**EXERCISE AIM**
For the string "oven", find every matching line in the records and copy it.
+++ DATA FOR PROCESSING +++
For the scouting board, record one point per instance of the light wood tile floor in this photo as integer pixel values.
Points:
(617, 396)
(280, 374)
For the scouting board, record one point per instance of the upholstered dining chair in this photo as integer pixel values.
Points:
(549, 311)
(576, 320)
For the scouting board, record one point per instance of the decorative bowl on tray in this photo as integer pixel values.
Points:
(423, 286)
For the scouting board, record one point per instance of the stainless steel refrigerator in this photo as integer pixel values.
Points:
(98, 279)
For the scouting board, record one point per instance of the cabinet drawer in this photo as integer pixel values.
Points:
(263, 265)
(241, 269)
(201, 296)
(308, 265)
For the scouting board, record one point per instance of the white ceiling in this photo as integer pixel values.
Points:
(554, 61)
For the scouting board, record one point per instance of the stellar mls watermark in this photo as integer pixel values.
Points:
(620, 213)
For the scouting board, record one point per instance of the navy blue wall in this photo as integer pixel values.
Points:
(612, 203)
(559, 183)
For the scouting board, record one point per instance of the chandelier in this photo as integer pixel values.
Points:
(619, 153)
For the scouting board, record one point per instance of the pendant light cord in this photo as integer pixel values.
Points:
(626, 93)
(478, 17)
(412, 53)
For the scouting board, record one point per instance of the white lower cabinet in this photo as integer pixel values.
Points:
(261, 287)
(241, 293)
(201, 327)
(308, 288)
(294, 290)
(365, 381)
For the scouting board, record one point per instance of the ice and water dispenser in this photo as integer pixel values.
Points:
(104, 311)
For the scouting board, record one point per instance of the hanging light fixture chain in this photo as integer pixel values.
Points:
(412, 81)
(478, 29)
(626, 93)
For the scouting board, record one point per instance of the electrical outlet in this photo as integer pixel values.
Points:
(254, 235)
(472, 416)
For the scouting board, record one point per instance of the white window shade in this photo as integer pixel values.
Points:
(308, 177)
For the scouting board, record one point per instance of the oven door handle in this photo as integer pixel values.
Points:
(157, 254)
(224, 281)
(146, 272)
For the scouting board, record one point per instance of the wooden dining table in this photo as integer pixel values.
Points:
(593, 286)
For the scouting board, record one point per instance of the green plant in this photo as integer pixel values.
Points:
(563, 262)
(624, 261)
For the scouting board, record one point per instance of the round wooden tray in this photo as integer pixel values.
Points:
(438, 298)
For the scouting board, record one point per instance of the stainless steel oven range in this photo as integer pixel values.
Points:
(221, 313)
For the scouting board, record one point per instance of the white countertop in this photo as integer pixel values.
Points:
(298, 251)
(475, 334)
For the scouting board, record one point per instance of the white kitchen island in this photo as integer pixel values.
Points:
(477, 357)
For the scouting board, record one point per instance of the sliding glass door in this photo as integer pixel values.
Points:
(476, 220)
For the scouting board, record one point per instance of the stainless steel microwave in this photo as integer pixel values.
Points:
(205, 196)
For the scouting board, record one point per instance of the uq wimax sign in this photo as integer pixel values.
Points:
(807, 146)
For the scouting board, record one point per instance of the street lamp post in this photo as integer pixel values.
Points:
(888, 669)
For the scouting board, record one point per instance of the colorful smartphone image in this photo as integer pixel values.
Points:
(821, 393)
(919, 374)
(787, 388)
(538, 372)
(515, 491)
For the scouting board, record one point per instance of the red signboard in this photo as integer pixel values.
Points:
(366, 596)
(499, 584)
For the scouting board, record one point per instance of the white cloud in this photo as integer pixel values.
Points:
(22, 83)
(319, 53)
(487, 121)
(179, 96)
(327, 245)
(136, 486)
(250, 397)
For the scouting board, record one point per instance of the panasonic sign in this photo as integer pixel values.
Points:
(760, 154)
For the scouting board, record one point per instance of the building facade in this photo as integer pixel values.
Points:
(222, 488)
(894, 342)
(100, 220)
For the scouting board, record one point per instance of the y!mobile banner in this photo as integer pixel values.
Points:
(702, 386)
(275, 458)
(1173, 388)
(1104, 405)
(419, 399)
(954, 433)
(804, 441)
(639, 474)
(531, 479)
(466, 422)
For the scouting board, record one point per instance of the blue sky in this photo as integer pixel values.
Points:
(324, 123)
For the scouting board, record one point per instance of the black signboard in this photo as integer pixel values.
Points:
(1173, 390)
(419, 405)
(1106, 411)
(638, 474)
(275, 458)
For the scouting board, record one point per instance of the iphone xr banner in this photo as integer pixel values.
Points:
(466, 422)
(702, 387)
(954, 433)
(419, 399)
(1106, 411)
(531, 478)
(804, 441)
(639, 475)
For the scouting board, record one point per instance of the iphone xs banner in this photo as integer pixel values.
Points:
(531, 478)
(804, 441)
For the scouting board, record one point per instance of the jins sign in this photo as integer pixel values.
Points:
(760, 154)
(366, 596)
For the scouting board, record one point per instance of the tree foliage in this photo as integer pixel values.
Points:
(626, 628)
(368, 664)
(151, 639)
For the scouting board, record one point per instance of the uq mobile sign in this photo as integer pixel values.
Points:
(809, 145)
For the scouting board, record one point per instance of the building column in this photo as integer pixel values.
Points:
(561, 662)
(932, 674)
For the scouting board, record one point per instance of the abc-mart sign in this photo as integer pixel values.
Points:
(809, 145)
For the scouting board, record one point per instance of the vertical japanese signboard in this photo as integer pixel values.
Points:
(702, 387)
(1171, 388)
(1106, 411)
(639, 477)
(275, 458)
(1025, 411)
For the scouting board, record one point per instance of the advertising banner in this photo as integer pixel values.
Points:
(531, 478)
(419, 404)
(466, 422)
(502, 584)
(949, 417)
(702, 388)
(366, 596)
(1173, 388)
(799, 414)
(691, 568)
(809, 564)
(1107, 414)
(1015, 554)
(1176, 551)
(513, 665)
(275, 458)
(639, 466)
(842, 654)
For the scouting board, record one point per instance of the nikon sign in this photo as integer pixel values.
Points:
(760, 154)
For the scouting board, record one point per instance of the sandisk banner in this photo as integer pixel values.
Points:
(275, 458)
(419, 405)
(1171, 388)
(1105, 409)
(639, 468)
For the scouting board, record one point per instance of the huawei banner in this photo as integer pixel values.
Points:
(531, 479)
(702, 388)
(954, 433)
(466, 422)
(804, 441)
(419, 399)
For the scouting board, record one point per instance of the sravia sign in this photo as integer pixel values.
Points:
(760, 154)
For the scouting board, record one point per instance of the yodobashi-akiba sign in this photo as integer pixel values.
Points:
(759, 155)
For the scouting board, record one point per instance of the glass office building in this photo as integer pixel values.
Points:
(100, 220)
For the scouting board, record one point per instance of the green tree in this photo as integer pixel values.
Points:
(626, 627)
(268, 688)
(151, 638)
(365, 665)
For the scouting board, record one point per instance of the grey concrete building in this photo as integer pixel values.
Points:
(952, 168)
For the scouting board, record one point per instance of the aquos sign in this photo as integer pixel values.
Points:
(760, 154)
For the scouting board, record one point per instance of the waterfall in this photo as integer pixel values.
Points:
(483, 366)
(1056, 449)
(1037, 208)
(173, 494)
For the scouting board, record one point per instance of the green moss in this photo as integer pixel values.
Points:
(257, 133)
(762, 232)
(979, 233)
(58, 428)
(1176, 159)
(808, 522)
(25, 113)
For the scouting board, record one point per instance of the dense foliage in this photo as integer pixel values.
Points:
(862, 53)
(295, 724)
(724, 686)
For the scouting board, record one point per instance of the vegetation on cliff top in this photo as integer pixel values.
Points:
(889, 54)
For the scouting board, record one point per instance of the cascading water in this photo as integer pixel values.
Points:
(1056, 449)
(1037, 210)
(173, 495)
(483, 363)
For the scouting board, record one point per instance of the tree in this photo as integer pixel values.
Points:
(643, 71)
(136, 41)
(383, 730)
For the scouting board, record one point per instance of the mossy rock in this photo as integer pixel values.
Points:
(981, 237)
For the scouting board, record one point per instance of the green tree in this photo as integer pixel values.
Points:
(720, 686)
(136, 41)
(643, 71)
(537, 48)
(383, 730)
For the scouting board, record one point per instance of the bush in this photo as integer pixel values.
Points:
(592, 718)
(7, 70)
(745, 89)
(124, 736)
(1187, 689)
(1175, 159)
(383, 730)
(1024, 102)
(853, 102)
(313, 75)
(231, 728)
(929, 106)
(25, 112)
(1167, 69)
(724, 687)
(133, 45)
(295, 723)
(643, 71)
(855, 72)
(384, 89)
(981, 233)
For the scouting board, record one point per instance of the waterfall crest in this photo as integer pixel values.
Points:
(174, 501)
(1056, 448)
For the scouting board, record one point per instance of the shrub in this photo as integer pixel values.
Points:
+++
**RESPONSE BOX**
For the scouting board, record one point per instance of the oven door handle in this photo as integer pixel values.
For the scouting board, record one point per instance of the stainless steel oven range in this photo as integer pixel values.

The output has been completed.